(Pointing dataset entries)
● ● ● ●

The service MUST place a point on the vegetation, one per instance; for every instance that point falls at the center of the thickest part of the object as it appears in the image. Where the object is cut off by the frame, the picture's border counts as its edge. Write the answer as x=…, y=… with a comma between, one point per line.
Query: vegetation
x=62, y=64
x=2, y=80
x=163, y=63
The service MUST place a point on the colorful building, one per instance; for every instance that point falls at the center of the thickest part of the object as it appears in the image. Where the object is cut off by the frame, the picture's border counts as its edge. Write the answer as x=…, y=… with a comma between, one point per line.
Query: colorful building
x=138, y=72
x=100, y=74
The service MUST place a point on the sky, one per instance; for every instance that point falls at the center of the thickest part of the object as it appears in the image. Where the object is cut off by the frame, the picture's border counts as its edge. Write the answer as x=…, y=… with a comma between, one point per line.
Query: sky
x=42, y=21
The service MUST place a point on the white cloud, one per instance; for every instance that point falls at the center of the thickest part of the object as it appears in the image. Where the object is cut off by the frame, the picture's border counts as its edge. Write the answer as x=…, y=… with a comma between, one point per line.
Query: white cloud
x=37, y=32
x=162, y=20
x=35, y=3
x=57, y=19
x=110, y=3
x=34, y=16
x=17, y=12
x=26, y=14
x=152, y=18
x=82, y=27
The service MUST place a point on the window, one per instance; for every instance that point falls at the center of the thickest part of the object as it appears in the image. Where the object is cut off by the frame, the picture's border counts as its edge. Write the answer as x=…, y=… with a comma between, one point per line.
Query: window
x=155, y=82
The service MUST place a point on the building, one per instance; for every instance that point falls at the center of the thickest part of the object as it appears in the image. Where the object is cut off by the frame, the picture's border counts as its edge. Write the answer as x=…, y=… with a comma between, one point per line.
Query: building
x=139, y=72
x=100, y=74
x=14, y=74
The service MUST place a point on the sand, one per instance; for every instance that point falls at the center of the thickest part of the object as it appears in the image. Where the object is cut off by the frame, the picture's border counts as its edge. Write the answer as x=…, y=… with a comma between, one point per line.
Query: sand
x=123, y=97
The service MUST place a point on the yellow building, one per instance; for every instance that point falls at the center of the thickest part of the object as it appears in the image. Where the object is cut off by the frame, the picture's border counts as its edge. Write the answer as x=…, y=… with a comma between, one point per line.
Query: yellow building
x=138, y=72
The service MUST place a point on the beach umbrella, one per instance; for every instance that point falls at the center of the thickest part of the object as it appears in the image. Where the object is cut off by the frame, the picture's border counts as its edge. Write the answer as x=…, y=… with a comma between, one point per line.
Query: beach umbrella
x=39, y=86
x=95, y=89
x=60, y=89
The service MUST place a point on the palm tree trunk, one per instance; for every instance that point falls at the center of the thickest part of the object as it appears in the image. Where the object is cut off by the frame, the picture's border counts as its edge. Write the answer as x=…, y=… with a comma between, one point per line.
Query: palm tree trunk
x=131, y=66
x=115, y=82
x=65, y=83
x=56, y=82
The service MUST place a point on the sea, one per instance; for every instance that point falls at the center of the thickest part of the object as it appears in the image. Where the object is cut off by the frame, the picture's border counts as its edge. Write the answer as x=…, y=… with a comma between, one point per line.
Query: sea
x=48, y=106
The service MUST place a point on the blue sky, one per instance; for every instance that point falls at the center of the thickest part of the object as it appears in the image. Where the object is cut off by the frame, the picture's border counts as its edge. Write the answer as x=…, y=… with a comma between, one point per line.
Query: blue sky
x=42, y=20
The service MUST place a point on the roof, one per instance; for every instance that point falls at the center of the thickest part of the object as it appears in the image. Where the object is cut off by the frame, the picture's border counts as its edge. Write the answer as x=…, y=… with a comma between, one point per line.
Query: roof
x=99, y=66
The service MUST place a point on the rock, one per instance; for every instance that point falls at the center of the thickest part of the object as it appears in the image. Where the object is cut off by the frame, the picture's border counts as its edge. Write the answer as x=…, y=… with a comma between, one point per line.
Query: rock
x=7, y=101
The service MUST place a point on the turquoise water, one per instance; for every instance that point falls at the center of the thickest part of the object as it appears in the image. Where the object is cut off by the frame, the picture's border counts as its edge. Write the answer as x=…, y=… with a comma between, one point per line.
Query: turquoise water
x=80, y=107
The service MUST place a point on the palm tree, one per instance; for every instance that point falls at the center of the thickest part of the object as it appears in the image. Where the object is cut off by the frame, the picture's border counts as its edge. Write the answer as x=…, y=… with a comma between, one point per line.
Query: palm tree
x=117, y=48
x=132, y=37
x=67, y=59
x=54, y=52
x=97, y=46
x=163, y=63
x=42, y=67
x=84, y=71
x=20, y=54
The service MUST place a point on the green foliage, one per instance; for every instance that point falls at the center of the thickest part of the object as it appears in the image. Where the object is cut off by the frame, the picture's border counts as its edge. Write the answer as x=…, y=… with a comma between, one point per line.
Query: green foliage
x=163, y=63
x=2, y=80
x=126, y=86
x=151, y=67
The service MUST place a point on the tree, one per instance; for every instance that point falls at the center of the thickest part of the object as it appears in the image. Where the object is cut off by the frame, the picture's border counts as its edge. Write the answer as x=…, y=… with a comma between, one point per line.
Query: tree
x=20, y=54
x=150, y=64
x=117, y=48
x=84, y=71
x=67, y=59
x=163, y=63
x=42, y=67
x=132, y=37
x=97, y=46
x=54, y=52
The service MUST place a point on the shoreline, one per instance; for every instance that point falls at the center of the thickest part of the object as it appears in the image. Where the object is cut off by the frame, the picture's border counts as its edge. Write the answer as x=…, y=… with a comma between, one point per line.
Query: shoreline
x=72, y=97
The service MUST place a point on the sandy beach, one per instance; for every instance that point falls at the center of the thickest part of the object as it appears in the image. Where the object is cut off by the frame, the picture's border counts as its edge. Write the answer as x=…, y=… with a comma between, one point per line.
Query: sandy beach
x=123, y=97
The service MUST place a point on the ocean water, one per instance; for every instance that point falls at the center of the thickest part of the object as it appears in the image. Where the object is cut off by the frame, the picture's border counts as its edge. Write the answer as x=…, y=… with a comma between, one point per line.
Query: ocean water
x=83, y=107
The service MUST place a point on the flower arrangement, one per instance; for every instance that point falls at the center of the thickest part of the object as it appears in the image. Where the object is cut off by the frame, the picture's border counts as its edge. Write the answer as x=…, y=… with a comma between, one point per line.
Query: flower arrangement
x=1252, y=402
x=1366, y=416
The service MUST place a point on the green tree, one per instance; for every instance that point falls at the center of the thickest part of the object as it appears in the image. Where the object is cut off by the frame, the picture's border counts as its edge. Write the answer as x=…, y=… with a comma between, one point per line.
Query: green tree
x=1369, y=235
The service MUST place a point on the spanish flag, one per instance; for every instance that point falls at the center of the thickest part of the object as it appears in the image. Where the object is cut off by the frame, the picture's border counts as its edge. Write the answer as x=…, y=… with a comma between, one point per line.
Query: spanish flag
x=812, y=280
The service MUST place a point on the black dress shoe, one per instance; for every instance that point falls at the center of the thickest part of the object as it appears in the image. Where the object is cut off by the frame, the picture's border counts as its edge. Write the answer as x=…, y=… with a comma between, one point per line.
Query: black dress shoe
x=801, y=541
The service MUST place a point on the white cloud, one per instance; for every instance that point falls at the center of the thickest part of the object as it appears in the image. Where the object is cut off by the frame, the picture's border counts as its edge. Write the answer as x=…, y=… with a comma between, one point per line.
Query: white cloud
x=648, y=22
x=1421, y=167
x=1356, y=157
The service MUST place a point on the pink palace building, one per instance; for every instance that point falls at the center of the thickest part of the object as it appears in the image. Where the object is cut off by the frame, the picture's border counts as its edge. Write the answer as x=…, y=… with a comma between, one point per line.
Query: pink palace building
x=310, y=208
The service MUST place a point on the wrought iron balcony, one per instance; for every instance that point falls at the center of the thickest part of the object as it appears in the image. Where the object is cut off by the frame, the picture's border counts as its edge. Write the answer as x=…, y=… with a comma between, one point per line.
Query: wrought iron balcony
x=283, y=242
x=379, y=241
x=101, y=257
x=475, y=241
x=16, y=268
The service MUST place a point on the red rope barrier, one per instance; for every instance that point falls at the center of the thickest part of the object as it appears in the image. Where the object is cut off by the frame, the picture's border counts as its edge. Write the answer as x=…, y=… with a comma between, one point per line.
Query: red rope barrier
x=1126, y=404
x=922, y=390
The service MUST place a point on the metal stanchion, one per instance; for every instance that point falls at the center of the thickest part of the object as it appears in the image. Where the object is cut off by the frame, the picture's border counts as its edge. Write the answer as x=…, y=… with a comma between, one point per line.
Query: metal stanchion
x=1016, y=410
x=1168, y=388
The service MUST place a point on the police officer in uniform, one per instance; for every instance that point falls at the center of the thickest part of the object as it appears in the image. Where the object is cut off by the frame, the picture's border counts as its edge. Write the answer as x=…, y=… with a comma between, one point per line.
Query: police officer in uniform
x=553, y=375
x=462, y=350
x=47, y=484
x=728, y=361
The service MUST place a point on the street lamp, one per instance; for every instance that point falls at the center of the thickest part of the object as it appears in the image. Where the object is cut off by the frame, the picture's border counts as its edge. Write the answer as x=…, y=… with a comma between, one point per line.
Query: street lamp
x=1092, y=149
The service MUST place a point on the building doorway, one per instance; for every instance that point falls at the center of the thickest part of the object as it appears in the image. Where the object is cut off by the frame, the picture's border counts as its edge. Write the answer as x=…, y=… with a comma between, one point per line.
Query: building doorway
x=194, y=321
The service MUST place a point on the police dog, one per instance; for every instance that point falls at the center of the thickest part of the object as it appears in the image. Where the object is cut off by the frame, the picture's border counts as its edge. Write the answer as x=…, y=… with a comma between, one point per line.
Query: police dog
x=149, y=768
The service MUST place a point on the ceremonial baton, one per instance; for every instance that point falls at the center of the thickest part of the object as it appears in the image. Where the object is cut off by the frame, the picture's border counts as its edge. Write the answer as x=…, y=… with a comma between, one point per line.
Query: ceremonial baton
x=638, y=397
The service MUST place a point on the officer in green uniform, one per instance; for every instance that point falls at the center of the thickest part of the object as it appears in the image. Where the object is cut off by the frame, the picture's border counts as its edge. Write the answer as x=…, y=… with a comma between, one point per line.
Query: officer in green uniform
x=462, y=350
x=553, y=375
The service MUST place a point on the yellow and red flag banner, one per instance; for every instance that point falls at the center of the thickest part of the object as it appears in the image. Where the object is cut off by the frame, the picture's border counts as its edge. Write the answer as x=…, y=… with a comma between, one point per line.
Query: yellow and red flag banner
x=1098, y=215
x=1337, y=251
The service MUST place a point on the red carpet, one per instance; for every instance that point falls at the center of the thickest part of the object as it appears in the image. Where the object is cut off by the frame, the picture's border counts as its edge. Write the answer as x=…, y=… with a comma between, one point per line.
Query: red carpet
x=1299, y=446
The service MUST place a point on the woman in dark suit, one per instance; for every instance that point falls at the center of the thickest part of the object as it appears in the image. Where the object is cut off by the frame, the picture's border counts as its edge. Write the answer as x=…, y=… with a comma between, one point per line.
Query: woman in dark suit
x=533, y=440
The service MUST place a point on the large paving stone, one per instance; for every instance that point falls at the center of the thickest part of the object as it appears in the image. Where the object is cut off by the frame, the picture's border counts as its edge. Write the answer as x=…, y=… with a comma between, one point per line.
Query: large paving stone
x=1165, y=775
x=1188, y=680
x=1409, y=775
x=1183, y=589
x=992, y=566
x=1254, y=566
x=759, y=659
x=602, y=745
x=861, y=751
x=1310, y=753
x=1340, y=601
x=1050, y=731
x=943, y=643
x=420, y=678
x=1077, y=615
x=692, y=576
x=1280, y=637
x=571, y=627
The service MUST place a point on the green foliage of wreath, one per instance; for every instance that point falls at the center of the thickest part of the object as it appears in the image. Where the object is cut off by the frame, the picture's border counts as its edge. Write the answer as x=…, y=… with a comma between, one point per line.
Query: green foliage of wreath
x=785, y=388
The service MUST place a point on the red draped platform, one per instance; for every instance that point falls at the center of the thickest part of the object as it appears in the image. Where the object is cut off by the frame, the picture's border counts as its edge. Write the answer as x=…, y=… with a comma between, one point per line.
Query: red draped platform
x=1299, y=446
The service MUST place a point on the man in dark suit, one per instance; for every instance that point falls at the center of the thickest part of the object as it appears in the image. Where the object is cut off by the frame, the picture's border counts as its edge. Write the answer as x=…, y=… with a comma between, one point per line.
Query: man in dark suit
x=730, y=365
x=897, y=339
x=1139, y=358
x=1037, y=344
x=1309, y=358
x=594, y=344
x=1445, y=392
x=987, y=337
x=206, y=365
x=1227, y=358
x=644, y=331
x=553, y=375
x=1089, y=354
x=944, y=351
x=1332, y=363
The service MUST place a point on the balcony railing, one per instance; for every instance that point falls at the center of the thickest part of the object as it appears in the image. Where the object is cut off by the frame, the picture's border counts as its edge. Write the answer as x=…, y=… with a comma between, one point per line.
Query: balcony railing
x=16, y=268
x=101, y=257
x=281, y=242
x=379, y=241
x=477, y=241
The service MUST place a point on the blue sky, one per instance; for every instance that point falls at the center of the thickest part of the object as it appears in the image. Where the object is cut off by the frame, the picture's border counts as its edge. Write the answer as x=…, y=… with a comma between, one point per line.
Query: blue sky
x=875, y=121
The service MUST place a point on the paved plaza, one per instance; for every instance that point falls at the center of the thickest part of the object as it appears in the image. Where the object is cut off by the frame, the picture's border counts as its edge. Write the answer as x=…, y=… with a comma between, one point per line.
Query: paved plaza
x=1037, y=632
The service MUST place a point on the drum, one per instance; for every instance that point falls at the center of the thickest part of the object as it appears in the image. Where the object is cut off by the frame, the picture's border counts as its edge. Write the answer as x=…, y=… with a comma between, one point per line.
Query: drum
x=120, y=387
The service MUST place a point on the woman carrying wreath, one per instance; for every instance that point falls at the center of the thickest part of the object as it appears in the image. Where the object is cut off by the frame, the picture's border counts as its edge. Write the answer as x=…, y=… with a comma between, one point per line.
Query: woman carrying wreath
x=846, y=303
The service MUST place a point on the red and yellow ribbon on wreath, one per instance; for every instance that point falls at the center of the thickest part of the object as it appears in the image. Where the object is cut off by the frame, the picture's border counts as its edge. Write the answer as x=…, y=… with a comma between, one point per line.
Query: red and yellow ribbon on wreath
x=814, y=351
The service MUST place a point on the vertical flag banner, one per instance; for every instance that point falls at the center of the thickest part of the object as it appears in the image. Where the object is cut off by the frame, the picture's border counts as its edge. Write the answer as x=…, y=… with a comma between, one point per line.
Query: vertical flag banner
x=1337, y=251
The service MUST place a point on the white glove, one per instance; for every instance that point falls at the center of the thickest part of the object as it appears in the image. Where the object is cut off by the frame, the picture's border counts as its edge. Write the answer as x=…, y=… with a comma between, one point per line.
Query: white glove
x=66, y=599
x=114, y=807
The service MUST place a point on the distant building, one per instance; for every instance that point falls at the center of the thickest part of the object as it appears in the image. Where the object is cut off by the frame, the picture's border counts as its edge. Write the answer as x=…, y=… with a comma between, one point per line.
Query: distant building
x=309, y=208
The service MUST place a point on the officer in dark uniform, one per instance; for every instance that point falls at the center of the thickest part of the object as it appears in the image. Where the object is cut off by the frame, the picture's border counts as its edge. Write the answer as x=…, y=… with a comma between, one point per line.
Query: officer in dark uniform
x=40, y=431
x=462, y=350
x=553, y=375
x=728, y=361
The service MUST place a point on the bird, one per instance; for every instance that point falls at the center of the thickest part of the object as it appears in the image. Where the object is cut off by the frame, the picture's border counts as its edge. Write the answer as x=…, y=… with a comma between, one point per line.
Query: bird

● ● ● ●

Reproduce the entries verbatim, taking everything from the line containing "The service MUST place a point on the sea, one" down to the line containing "x=80, y=107", with both of those lines included.

The service MUST place a point on the sea, one per instance; for every instance that point falls at the center of the thickest part of the object as it appears in the image. Where the object is cut off by the frame, the picture's border counts as its edge. Write the answer as x=…, y=… with a comma between, one point per line.
Query: sea
x=48, y=106
The service MUST place a point on the blue sky, one per instance; for every instance that point falls at the center of the thickest part of the object as it appears in the image. Where the object is cut off by the frame, the picture's border counts as its edge. Write the answer as x=…, y=… with a comma between, one point per line.
Query: blue sky
x=42, y=20
The service MUST place a point on the roof, one per instance; for every instance that point falls at the center of the thickest part of the object as it appears in the image. Where the object is cut off by the frame, the picture's border counts as its edge. Write the answer as x=…, y=… with a comma between, one point per line.
Query: roof
x=99, y=66
The service MUST place a point on the rock, one per instance; for every instance that point falls at the center of the thickest part of the object as it appears in the image. Where the object is cut off by the frame, the picture's border counts as its edge. Write the answer as x=…, y=… with a comma between, one point per line.
Query: rock
x=7, y=101
The service MUST place a point on the turquoise water, one per instance; for every instance that point falls at the center of the thickest part of the object as it appears in the image. Where the object is cut off by the frame, the picture's border counts as its edge. Write the answer as x=…, y=… with a comma between, one point per line.
Query: turquoise water
x=80, y=107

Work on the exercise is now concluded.